▶ Document segment:
--------------------------------

Other random but wonderful cracked out moments include - Miami Vice is an awful movie at not worth the $12 pay per view. Good late night movies included Home Alone, I Know What You Did Last Summer, something else, and the 4th quarter of the Michigan Northwestern game on a 3am ESPN replay.

So another wonderful Halloween and a bunch of crazy costumes (I failed to dress up), and it's back home Tuesday afternoon. I wisely took Wednesday off because last year was a nightmare at work and I wanted to avoid a repeat. MGM and Vegoose rock, but unfortunately the promoters sold only half as many tickets as last year and lost a lot of money. As much as I love Vegas, I have now spent a total of almost 8 days of my life there and have placed zero bets. Without hippy rock fest I'm not too sure if I'll be able to make annual trips out of this. I beg the promoters and all the fans who never knew this spectacle existed to come out next year for one last attempt to make it a profitable weekend, although the chances of this happening are slim if I had to guess. Hippies descending upon Vegas and causing mass confusion in the hotel lobbies and elevators is well worth the confused as hell looks on all the other tourists' faces, so I do hope this wasn't my last Vegoose experience.

There I finally did it, hope I didn't miss any awesome details that I mighta remembered last week, but I think I got it all.

Tuesday, November 07, 2006

Get out and...

Stop drinking bottled beer, not vote asshole. I may complain about politics all the time, but in an effort to remain 0-0 in jury duty and never find out if I have the skills at being fake-racist, I have so far refused to register as an NYC voter. Westchester County apparently just doesn't get it, and I'm gonna remain on their voter logs for as long as they don't send me a summons. So I complain about rednecks and pissed of Muslims all the time, right? Well what's the excuse for these sign-waving dingbats? Do they also not have jobs that they need to support their favorite losers on election day? Get a life asswipes, although I do hope that that other guy in Virginia loses to Webb.


Now back to the lack of bottled beer. In an attempt not to plagiarize the findings of others, I will provide you the link to Michigan Zone, where they very eloquently explain how retarded the people of Columbus, Ohio are. Almost got into trouble on Saturday by overlooking Ball [Sac] State, but for me to attempt to worry about Indiana when the people of Ohio (except for Tim Timmmayyy) are so goddam stupid that it requires more than one week's worth of ripping on them before the big game, well that should come as no surprise.

Just one quote though, then the rest of the commentary is up to MZone:
"Our students drink cheap beer, so the foreign beers are not a problem," [said Willie Young, Director of off-campus student services]. "You never see those bottles in the neighborhood."

Self-loathing Jews have never been my type, but self-loving white trash dbags really rub me the wrong way. The Daily Show also does a good job of embracing the UM OSU rivalry, so be sure to check out the clip up on MZone as well.

--------------------------------

▶ Recorded data:
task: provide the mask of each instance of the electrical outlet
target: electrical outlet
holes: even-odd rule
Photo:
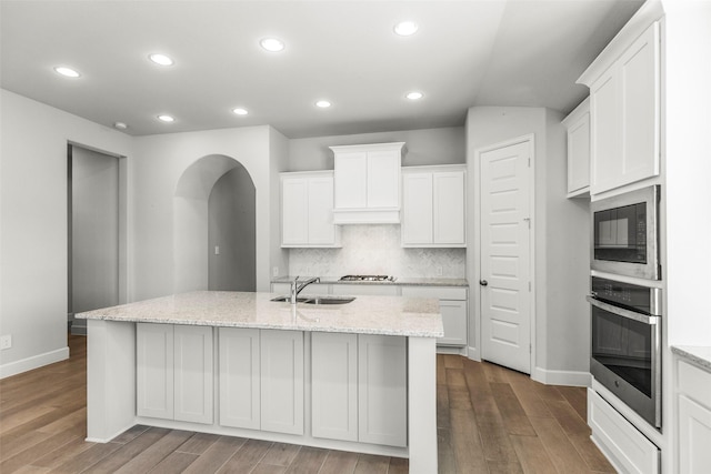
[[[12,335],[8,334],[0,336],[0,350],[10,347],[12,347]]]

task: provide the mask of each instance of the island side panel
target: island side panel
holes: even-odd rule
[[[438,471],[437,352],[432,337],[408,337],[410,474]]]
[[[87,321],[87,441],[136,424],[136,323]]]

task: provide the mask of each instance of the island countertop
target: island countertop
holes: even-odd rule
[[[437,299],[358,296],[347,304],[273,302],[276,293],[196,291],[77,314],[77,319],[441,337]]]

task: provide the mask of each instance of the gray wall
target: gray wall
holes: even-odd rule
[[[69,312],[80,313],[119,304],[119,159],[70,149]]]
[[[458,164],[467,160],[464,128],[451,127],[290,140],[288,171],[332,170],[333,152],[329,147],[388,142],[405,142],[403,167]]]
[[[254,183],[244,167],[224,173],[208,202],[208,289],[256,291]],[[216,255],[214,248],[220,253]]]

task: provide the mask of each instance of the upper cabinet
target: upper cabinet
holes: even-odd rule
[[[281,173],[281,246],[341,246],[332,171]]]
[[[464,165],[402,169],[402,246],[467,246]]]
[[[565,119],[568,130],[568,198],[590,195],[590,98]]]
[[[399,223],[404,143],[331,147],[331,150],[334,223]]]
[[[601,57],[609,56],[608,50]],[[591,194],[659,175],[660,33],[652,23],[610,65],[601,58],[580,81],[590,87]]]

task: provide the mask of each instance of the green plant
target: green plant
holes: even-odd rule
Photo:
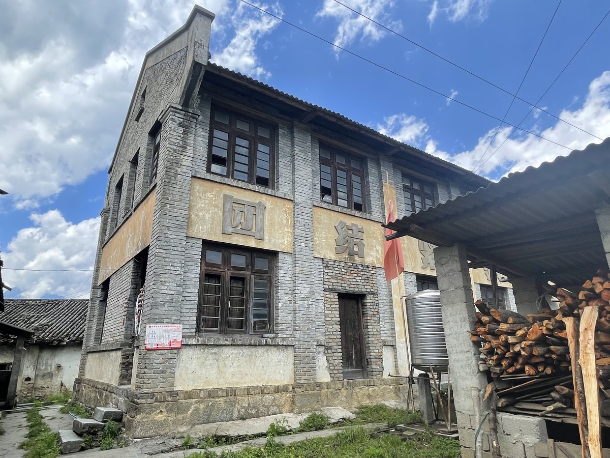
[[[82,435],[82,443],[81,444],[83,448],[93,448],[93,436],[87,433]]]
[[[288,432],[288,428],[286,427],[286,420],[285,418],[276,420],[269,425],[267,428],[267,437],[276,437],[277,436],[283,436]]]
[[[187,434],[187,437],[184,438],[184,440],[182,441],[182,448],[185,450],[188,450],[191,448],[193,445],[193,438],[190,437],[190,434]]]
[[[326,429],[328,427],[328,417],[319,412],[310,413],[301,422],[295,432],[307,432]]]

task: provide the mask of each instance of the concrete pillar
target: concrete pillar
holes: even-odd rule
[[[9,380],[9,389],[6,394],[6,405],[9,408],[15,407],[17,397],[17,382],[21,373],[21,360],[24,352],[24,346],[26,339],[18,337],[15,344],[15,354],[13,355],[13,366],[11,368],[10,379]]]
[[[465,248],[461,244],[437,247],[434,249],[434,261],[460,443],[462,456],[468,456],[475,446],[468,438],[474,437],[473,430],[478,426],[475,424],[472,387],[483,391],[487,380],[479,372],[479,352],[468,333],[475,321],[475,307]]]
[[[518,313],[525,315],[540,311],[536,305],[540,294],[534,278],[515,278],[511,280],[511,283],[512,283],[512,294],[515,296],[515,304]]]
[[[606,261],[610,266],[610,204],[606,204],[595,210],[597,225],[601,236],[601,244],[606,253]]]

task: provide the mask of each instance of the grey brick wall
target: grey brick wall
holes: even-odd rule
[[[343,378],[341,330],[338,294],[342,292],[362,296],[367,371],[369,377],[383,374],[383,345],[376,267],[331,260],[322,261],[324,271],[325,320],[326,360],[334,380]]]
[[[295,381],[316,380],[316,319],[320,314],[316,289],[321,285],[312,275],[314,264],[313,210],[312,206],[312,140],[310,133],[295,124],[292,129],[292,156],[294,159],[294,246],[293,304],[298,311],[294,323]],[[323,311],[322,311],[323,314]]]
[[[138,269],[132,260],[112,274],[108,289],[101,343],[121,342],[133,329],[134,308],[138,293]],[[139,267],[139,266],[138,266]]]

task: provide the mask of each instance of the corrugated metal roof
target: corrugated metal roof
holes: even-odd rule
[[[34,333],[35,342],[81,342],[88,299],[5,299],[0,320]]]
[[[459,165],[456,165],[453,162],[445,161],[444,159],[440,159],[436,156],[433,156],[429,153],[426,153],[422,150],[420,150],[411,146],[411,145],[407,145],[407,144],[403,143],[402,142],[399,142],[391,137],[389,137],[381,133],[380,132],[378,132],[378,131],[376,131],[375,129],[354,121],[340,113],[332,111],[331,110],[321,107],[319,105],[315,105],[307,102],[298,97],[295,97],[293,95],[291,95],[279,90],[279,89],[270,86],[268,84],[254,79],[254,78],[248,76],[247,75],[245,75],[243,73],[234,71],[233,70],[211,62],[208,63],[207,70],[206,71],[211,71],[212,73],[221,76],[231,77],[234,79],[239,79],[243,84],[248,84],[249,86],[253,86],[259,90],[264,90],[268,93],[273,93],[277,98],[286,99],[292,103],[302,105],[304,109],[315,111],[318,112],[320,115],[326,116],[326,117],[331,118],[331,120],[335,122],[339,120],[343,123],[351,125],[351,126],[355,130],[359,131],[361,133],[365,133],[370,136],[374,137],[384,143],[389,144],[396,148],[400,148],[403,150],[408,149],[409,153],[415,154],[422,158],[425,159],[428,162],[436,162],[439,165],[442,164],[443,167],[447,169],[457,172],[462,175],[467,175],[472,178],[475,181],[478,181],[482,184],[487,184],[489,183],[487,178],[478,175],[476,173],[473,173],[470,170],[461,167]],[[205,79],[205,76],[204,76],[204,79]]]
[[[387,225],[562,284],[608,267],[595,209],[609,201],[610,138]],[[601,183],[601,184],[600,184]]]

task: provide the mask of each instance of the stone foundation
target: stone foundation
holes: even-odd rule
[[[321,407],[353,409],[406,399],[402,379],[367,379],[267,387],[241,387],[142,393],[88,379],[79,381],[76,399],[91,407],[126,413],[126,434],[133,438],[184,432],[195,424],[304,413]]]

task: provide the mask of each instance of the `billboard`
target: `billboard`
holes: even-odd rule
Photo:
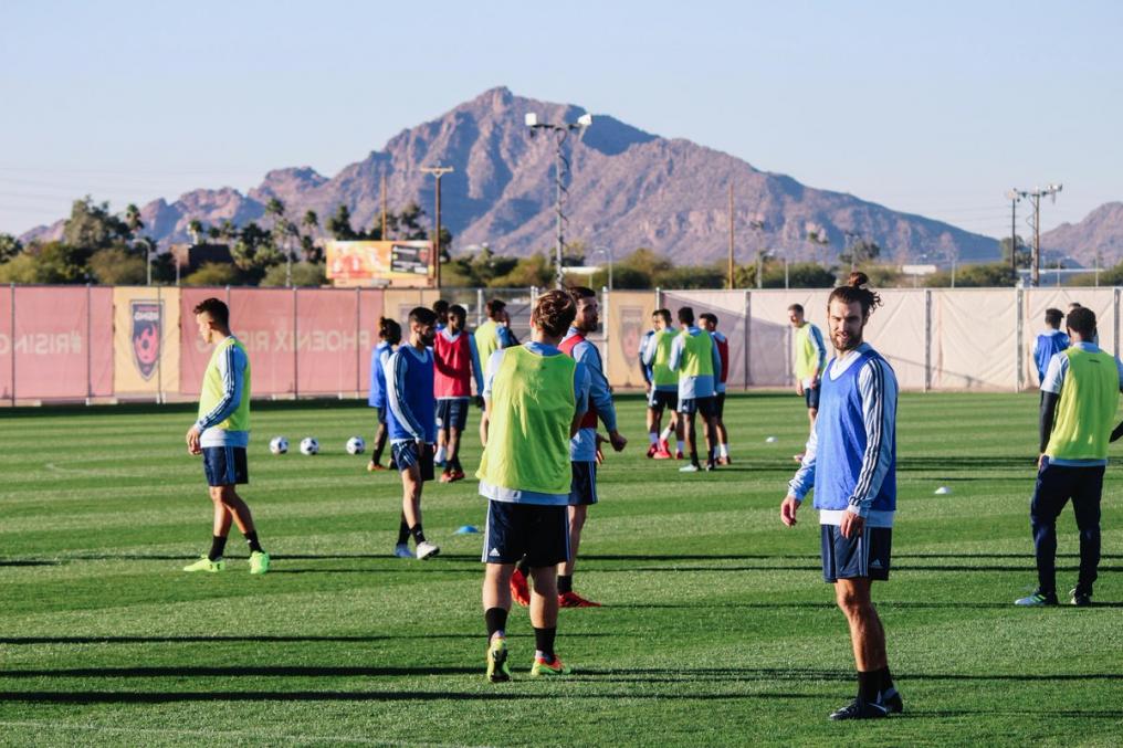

--------------------------------

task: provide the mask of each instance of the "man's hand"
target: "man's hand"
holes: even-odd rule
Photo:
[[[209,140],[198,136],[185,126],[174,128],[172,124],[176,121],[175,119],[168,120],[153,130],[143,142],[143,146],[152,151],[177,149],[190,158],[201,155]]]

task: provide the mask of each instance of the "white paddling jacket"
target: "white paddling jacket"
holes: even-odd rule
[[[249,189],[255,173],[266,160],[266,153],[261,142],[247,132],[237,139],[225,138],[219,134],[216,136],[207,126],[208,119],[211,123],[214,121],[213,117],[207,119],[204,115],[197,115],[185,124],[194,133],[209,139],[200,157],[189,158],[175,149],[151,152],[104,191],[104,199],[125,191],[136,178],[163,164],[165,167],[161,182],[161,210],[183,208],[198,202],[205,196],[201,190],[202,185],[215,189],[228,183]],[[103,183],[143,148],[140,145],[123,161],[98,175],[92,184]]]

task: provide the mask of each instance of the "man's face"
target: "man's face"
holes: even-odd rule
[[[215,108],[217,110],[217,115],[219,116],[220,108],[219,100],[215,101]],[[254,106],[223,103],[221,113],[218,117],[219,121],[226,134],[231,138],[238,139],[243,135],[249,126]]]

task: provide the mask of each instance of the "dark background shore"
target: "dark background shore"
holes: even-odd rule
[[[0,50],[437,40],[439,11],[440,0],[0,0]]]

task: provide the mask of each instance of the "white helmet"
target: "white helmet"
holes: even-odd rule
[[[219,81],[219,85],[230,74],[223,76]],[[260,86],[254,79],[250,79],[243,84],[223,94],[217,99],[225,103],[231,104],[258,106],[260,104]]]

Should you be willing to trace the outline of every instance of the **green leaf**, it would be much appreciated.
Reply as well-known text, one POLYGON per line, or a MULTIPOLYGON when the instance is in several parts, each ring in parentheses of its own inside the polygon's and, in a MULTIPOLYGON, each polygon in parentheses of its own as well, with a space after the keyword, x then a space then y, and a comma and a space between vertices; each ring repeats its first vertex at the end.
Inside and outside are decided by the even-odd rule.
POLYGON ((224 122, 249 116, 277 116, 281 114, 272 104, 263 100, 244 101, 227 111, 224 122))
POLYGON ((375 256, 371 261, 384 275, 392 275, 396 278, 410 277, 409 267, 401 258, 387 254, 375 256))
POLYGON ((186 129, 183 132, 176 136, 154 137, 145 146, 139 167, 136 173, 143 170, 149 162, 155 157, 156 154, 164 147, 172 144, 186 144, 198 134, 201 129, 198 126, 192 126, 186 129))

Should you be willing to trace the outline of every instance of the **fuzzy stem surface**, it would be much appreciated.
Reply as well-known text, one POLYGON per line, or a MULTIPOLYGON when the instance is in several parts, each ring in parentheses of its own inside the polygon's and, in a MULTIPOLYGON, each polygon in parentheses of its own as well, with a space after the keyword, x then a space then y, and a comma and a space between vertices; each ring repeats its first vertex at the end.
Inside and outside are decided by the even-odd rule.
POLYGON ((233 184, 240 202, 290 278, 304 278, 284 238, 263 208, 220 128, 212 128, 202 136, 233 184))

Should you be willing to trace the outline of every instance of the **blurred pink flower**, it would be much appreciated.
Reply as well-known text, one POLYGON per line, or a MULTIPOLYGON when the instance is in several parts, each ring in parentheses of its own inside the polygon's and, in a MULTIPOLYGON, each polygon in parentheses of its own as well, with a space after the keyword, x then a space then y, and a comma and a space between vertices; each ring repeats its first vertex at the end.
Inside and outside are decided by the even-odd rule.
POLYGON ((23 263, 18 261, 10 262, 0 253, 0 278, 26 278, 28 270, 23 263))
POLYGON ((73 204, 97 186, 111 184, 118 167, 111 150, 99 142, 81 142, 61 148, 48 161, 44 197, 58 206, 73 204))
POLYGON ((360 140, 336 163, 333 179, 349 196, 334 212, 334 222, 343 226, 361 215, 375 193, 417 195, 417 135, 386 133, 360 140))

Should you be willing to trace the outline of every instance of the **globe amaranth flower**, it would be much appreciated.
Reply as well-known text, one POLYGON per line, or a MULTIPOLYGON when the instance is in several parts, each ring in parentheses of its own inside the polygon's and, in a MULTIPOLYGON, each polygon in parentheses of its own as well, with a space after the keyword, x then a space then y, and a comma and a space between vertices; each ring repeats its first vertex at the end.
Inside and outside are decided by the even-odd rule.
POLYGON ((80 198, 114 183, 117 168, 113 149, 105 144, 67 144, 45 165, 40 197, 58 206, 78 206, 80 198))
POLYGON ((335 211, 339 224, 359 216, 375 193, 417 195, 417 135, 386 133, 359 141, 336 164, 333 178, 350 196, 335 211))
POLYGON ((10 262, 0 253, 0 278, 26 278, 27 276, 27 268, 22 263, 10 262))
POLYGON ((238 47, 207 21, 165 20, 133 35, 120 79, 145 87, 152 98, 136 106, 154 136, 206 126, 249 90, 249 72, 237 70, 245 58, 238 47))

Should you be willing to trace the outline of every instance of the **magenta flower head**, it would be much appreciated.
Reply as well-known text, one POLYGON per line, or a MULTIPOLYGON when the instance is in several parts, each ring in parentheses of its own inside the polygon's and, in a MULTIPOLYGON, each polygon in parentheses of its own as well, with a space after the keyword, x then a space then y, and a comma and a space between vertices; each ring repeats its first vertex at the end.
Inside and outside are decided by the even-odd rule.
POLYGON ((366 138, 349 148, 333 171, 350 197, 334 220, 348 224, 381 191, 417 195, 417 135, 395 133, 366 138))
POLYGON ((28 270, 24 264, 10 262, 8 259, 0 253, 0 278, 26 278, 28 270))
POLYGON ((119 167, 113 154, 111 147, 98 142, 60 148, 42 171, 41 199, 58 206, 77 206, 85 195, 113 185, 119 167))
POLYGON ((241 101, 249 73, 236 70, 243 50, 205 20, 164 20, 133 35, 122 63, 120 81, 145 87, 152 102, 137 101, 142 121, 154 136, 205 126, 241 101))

--------------------------------

▶ To be done:
**A.** In the blog post, which day did the writer take off after returning home from Vegas?
**B.** Pick up the blog post right after its final sentence and write the next part.

▶ Task-by-task results:
**A.** Wednesday

**B.**
In a non-Mzone related piece of Columbus trashdom, the "related" links under the DS YouTube clip have a link to a 6 minute flick about the awesomeness that is Ohio State fandom. This is from 2002 when they ended up winning the national championship, I only wish I could say that it was from a bad season when they didn't even care, but maybe this is them at their worst afterall

Not a Drug?

Today's ridiculousness is centered around my favorite substance, which Bob Sagat claims is not worth sucking dick for...Even if delivered? Actually this article is like 6 years too late, but in case you didn't already know, you should check out this writer's amazement and enthusiasm.

We all know how cops feel about the ganja - that being an opportunity to beat the crap out of anyone with their billy clubs - but what about when they consume it against their own will? Well, if you guessed that the perps get charged with aggravated battery on an officer (a felony), then you guessed right. Oh you Burger King workers, you should've stuck with the phlegm. When will these pigs start appreciating the munchies induced and therefore the extra donuts consumed? I guess it's not too surprising when fat white guys with mustacchios don't exactly think outside of the box, not to mention the fact that a few sprinkles of unsmoked weed in a hamburger doesn't seem to do anything anyway. I applaud these lame duck minimum wage workers for their efforts, but not their creativity or success.

Monday, November 06, 2006

This is great

Intrepid stuck in the mud.

Nothing like trying to move a ship and not knowing that its propellers have permanently dug it in the ground. Shouldn't they have sent some scuba guys down there to check the situation before assuming it would go flawlessly?

Wish I took a picture of the row of porta potties at South 3rd and Bedford yesterday, but you'll just have to imagine them instead. Missed the marathon but supposedly it's quite the party.

Haven't forgotten about Vegas, but I'm better off not forgetting about my job. More to come...

Friday, November 03, 2006

Back off Maude...

That Mark Cuban couldn't get any sillier than this. I especially like it when he says "I'll just keep a little diary," just like an upset schoolgirl. In reality, this Cuban guy is probably raging that he can no longer make Dairy Queen insults.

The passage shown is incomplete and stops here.